_Source document_.
The document will list all your realisable assets, all of your debts, provide a summary of your household income and essential spending and show what you can afford to pay towards your debts through the Trust Deed. The estimated costs of administering the Trust Deed are also detailed so that creditors can see what percentage of their debts is likely to be repaid.

Ensuring the Trust Deed achieves “Protected” status

As your debts are unlikely to be paid in full, your creditors are effectively bearing the costs of the Trustee's fees and therefore they may seek to alter the amount we propose to charge for the administration of the Trust Deed. Accordingly the Trustee will negotiate with your creditors to reduce the chances of them lodging an objection to your Trust Deed becoming Protected. If we cannot secure the required acceptance the Trustee will advise you of alternative approaches to managing your debts.

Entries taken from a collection
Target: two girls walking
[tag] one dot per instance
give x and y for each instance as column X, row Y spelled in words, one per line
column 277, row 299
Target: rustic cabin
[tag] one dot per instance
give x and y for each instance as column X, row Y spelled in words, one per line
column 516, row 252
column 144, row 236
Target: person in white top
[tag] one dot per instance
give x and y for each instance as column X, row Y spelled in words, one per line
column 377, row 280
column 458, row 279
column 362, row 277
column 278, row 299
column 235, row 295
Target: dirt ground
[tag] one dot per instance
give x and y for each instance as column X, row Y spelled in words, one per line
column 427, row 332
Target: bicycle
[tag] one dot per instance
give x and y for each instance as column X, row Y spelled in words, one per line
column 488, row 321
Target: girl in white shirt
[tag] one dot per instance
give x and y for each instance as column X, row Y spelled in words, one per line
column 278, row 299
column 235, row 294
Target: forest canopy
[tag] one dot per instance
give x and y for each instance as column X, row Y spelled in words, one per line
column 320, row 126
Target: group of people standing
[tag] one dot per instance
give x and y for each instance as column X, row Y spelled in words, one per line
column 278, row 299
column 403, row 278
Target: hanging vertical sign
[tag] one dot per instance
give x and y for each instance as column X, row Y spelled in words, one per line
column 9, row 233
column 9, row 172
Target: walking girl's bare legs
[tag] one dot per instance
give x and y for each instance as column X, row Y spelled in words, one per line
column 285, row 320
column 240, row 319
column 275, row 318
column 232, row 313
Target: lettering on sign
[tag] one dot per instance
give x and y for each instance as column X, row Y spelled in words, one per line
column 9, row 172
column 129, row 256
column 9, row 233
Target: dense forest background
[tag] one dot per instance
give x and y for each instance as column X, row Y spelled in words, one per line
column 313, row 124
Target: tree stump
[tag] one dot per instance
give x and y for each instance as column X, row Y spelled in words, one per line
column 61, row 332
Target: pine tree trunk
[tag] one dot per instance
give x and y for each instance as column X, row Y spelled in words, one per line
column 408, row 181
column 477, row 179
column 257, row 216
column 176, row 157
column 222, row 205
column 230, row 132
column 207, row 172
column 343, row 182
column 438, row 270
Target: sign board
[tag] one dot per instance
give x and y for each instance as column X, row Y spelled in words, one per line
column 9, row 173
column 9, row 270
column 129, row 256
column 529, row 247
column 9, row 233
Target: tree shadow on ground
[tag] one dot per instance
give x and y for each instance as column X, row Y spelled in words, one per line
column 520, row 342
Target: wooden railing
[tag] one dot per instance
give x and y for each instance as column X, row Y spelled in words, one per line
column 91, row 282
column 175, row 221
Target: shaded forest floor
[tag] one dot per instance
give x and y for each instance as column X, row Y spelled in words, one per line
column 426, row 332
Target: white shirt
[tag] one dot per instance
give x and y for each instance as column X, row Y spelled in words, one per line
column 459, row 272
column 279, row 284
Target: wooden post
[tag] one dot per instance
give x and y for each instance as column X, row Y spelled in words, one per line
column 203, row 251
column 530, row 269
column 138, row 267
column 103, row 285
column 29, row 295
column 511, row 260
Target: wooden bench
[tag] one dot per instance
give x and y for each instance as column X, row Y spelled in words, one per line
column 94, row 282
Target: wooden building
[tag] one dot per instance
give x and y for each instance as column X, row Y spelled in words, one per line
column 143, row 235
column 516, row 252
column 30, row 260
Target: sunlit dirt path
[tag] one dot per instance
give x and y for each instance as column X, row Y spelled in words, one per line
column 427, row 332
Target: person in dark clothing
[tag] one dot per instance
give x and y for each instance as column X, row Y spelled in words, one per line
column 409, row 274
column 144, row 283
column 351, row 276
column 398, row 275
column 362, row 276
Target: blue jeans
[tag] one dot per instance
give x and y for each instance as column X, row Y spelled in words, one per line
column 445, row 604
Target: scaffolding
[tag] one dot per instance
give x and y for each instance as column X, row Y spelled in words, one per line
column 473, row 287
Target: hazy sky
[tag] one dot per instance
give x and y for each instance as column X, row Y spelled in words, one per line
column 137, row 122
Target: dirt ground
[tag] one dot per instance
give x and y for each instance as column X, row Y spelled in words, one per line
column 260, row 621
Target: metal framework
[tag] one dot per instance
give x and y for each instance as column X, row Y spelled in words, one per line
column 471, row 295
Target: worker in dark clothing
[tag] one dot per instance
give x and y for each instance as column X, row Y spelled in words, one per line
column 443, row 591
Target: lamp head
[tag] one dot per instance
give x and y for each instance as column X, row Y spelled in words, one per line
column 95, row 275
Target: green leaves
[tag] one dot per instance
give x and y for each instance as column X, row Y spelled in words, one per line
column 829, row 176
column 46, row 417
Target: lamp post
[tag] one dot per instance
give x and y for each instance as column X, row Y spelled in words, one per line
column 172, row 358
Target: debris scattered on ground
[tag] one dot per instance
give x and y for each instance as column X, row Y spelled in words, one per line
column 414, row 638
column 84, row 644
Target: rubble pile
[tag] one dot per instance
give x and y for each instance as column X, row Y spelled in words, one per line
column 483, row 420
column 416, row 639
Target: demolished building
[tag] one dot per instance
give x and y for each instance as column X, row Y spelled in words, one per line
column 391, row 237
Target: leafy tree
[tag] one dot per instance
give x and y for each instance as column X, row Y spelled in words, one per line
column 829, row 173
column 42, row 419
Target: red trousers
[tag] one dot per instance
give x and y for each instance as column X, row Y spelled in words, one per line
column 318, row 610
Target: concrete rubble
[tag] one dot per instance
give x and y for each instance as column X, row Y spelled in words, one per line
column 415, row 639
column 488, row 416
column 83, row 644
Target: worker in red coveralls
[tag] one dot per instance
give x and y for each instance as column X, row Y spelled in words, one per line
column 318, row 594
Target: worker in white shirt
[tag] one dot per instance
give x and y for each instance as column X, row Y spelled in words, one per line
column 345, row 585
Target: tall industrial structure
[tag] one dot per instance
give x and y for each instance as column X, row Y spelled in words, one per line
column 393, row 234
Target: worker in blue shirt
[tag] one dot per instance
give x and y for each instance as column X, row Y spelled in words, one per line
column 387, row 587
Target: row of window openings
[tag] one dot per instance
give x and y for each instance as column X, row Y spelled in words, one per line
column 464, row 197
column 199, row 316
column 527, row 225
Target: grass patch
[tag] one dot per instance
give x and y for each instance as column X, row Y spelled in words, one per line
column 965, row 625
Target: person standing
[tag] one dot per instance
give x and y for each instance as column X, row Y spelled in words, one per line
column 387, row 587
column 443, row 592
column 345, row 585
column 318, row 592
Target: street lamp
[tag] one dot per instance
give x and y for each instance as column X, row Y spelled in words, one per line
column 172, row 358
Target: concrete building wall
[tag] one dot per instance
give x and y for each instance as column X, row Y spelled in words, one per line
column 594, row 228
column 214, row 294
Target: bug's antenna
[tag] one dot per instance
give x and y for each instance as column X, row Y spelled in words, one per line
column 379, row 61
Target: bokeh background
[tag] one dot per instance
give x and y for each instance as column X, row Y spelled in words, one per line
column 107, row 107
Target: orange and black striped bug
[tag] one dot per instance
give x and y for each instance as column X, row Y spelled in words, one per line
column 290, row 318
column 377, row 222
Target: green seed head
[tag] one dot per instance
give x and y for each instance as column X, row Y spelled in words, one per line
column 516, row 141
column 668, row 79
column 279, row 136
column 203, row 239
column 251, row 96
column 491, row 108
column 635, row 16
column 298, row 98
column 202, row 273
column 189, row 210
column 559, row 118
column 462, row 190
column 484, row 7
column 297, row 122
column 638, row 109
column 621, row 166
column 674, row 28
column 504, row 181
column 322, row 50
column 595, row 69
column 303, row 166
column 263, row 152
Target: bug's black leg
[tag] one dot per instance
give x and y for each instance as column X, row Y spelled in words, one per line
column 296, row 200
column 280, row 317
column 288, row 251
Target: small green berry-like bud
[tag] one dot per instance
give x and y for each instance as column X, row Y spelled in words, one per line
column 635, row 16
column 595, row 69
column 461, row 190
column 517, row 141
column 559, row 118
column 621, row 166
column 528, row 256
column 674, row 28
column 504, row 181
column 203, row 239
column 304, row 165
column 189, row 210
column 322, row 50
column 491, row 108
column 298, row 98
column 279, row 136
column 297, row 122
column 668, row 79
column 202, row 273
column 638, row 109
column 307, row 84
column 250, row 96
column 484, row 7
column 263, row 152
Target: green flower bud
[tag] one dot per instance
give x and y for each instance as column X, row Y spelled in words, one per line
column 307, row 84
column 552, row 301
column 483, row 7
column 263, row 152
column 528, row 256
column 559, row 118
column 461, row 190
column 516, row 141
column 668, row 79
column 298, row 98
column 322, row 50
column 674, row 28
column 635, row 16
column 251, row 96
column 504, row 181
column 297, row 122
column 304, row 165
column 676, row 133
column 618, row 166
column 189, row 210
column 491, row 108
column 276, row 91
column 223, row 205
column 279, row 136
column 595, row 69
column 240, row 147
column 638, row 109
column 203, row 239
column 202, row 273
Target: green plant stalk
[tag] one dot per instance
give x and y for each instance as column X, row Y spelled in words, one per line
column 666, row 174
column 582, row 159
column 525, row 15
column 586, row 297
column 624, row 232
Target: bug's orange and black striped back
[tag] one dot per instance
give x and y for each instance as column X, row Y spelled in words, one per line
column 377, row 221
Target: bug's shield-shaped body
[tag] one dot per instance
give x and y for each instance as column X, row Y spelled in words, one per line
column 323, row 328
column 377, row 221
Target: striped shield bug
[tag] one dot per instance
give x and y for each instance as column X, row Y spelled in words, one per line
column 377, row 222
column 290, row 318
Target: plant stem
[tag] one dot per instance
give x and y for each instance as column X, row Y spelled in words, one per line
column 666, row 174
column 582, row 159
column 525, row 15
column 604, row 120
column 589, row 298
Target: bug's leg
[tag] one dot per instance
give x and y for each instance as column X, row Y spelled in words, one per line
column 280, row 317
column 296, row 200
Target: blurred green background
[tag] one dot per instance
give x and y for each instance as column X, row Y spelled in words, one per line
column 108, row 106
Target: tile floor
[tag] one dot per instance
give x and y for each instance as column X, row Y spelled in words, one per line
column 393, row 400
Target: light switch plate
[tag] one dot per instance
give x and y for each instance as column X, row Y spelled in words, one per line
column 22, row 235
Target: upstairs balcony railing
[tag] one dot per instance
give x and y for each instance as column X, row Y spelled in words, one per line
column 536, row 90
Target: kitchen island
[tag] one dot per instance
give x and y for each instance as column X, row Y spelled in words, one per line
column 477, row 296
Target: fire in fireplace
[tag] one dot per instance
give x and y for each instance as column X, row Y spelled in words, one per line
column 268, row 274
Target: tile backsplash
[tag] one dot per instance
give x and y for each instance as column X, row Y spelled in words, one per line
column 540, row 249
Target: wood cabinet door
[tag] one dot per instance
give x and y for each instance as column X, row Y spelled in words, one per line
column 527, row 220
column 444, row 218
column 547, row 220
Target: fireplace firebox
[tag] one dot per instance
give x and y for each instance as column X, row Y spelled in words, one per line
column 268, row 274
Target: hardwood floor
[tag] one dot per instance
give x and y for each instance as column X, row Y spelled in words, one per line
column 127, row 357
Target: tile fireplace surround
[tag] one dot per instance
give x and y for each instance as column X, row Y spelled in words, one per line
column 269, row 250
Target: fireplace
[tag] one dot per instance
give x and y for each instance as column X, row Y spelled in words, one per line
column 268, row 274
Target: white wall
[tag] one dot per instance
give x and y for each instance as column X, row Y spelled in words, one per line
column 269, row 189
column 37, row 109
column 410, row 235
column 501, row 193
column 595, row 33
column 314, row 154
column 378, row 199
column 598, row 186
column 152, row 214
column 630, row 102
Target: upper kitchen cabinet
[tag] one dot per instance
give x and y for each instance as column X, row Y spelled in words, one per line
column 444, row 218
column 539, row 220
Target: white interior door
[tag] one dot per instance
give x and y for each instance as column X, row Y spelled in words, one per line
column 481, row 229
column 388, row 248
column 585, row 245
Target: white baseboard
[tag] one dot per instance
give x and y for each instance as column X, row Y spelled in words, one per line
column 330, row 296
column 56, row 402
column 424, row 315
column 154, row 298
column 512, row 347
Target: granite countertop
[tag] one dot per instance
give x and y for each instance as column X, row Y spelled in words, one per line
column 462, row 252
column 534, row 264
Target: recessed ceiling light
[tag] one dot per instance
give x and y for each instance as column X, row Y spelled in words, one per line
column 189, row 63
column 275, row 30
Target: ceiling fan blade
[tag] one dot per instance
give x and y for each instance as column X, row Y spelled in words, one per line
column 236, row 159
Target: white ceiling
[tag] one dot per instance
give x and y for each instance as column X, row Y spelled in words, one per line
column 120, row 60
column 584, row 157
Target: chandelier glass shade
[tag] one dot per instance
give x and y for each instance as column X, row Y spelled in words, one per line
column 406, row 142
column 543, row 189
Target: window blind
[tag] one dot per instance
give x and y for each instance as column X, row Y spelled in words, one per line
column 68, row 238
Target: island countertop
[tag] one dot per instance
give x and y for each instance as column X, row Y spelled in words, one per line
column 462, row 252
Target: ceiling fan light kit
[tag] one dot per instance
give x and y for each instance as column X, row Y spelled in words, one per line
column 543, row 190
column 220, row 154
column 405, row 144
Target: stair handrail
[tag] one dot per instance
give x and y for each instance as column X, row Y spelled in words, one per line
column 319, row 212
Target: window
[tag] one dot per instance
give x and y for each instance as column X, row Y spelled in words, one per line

_What you will do_. Reproduce the Trust Deed passage starting at "The document will" and ending at "to be repaid.", and switch "realisable assets" to "saleable assets" in it.

_Solution to the exercise_.
The document will list all your saleable assets, all of your debts, provide a summary of your household income and essential spending and show what you can afford to pay towards your debts through the Trust Deed. The estimated costs of administering the Trust Deed are also detailed so that creditors can see what percentage of their debts is likely to be repaid.